Supplied records Start Marker

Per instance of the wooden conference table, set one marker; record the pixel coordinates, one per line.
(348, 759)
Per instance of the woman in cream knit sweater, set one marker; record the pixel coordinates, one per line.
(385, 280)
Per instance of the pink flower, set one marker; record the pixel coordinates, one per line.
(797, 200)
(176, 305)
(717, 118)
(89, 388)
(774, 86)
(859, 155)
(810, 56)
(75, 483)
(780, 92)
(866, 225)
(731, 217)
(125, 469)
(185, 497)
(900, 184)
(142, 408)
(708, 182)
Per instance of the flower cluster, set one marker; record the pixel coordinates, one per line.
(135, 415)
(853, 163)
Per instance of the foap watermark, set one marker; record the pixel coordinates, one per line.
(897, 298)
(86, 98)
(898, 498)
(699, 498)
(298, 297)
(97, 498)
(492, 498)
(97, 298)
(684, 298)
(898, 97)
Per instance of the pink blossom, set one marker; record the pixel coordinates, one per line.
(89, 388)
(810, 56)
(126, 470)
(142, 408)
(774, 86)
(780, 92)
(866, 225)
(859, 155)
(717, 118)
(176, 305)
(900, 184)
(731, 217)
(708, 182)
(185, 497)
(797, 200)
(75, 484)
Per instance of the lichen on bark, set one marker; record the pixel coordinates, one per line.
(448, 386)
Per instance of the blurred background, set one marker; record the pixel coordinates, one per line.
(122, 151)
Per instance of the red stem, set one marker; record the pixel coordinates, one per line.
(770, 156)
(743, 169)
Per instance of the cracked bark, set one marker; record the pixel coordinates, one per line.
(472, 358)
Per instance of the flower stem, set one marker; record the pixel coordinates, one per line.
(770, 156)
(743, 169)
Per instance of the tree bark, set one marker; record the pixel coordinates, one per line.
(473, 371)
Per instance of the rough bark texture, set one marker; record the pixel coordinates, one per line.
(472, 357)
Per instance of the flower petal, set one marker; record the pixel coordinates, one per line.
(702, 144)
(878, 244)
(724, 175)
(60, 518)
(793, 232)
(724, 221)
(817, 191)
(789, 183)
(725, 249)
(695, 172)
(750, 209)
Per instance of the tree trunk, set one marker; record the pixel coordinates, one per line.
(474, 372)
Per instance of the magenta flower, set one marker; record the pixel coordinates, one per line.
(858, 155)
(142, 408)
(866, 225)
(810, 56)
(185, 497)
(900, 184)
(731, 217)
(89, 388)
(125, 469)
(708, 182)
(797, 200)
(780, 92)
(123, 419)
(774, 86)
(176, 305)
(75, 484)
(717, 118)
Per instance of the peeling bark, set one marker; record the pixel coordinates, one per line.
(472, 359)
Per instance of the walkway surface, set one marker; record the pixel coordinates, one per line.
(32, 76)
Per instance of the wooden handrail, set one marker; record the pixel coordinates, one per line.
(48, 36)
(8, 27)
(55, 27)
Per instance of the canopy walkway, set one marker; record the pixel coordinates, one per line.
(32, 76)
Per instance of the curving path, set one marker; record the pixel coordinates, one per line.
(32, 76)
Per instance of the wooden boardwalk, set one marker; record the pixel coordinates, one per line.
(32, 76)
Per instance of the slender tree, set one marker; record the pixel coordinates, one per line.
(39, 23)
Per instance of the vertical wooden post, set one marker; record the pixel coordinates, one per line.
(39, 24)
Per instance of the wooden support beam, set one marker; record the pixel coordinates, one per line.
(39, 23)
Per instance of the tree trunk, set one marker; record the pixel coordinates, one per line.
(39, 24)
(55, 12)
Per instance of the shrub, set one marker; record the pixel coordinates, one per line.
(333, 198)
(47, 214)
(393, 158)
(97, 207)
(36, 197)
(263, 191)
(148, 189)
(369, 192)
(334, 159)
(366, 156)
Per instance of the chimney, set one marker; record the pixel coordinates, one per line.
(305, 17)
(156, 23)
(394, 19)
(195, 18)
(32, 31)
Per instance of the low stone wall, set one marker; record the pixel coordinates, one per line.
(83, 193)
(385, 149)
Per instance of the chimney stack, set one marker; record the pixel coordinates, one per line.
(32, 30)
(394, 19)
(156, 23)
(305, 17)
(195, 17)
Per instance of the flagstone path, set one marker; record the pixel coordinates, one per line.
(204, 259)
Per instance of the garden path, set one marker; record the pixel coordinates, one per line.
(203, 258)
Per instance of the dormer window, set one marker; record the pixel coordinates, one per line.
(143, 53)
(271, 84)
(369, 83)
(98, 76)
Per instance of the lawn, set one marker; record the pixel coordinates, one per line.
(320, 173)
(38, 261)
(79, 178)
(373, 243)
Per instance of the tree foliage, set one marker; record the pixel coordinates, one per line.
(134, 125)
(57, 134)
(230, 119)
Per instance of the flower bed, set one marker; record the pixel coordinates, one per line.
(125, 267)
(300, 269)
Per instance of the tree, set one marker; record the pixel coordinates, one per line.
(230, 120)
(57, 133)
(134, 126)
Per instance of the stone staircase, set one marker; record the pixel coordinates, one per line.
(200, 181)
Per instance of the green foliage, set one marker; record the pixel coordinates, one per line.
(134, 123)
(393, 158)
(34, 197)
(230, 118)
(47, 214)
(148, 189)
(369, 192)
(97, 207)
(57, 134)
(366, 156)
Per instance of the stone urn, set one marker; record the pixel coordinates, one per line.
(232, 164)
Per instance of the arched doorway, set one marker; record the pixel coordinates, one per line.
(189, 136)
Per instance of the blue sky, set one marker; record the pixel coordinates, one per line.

Supplied records End Marker

> **Your goal**:
Return the data exactly, every line included.

> **Answer to the problem**:
Per instance of the wooden conference table, set one marker; record the pixel coordinates, one per line.
(348, 759)
Per instance of the woman in cream knit sweater, set one marker; record the pixel coordinates, one per line.
(385, 280)
Per instance of the pink flower, set one marker; record the pixel coordinates, one per line.
(797, 200)
(176, 305)
(717, 118)
(89, 388)
(774, 86)
(859, 155)
(810, 56)
(75, 483)
(780, 92)
(866, 225)
(731, 217)
(125, 469)
(185, 497)
(900, 184)
(142, 408)
(708, 182)
Per instance of the flower cluster, set one marker; record the pixel coordinates, one per line.
(135, 415)
(853, 163)
Per instance of the foap watermark, set one marker; record the pixel coordinates, one per line.
(897, 298)
(86, 98)
(898, 498)
(699, 498)
(298, 297)
(97, 498)
(492, 498)
(97, 298)
(684, 298)
(898, 97)
Per instance of the pink blossom, set one marker; record the pixel coordinates, one per line.
(89, 388)
(810, 56)
(126, 470)
(142, 408)
(774, 86)
(780, 92)
(866, 225)
(859, 155)
(717, 118)
(176, 305)
(900, 184)
(731, 217)
(708, 182)
(185, 497)
(797, 200)
(75, 484)
Per instance of the lichen on bark, set one marker; record the pixel coordinates, one per line.
(448, 386)
Per instance of the blurred background, set one marker; record the pixel coordinates, one per line.
(122, 151)
Per instance of the red stem, set one marker; record the pixel coordinates, one per line.
(770, 156)
(743, 169)
Per instance of the cracked bark, set one marker; record the pixel coordinates, one per line.
(472, 358)
Per instance of the flower stem, set one marker; record the pixel coordinates, one per line.
(770, 156)
(743, 169)
Per instance of the tree bark, set one marker; record the pixel coordinates, one per line.
(473, 371)
Per instance of the rough bark texture, set one marker; record the pixel coordinates, one per line.
(472, 357)
Per instance of the flower petal, set one marker; record the pixel coordinates, one per line.
(702, 144)
(878, 244)
(724, 175)
(60, 518)
(793, 232)
(724, 221)
(817, 191)
(789, 183)
(725, 249)
(695, 172)
(750, 209)
Per instance of the tree trunk, set one marker; record the pixel coordinates, one per line.
(474, 372)
Per instance of the magenta flower, set one marker; record the pixel coordinates, one per line.
(858, 155)
(142, 408)
(866, 225)
(810, 56)
(185, 497)
(900, 184)
(731, 217)
(89, 388)
(125, 469)
(708, 182)
(797, 200)
(780, 92)
(123, 419)
(774, 86)
(176, 305)
(75, 484)
(717, 118)
Per instance of the peeling bark, set one marker; record the pixel coordinates, one per line.
(472, 359)
Per instance of the walkway surface, set one marker; record the pixel coordinates, one per line.
(32, 76)
Per instance of the wooden handrail, set one marker; record the pixel coordinates, one per line.
(48, 36)
(8, 27)
(55, 27)
Per instance of the canopy walkway, set one marker; record the pixel coordinates, one per line.
(32, 76)
Per instance of the curving path, set one marker; record the pixel coordinates, one per line.
(32, 76)
Per instance of the wooden boardwalk, set one marker; record the pixel coordinates, one per line.
(32, 76)
Per instance of the slender tree, set one marker; record the pixel coordinates, one per line.
(39, 23)
Per instance of the vertical wooden post, set one marker; record the pixel coordinates, one per line.
(39, 24)
Per instance of the wooden support beam, set one marker; record the pixel coordinates, one per line.
(39, 23)
Per instance of the tree trunk, set one marker; record the pixel coordinates, one per line.
(39, 24)
(55, 12)
Per instance of the shrub, set one marker; record the pixel coordinates, one per line.
(333, 198)
(47, 214)
(393, 158)
(97, 207)
(36, 197)
(263, 191)
(148, 189)
(369, 192)
(334, 159)
(366, 156)
Per instance of the chimney, set one marker; record the pixel coordinates, one per line.
(305, 17)
(156, 23)
(394, 19)
(195, 18)
(32, 31)
Per instance of the low stone wall, set one marker; record the pixel coordinates, one per line.
(83, 193)
(385, 149)
Per instance of the chimney stack, set one marker; record the pixel coordinates, one per line.
(32, 30)
(394, 19)
(156, 23)
(305, 17)
(195, 17)
Per instance of the flagstone path, set one marker; record the pixel coordinates, one per line.
(204, 259)
Per instance of the garden path, set one marker; record the pixel coordinates, one per line.
(203, 258)
Per instance of the dormer window, set one marker; record the pixel coordinates, one per line.
(143, 53)
(271, 84)
(369, 83)
(98, 76)
Per instance of the lawn, set one marker; record the pixel coordinates, one per line.
(320, 173)
(38, 261)
(79, 178)
(373, 243)
Per instance of the tree foliage, set one marker; record the pixel coordinates, one per line.
(134, 125)
(57, 134)
(230, 119)
Per instance of the flower bed, set one marker; record the pixel coordinates, one per line.
(125, 267)
(300, 269)
Per instance of the tree, set one marker; record the pixel coordinates, one per line.
(230, 120)
(57, 133)
(134, 126)
Per instance of the stone staircase, set one marker; record the pixel coordinates, one per line.
(200, 181)
Per instance of the green foliage, set one marker; record the pixel coordinates, one per line.
(134, 123)
(393, 158)
(34, 197)
(230, 118)
(47, 214)
(148, 189)
(369, 192)
(97, 207)
(57, 134)
(366, 156)
Per instance of the stone urn, set one marker; record the pixel coordinates, one per line.
(232, 164)
Per instance of the arched doorway, set one marker; record the pixel coordinates, one per line.
(189, 136)
Per instance of the blue sky, set one marker; record the pixel coordinates, one per line.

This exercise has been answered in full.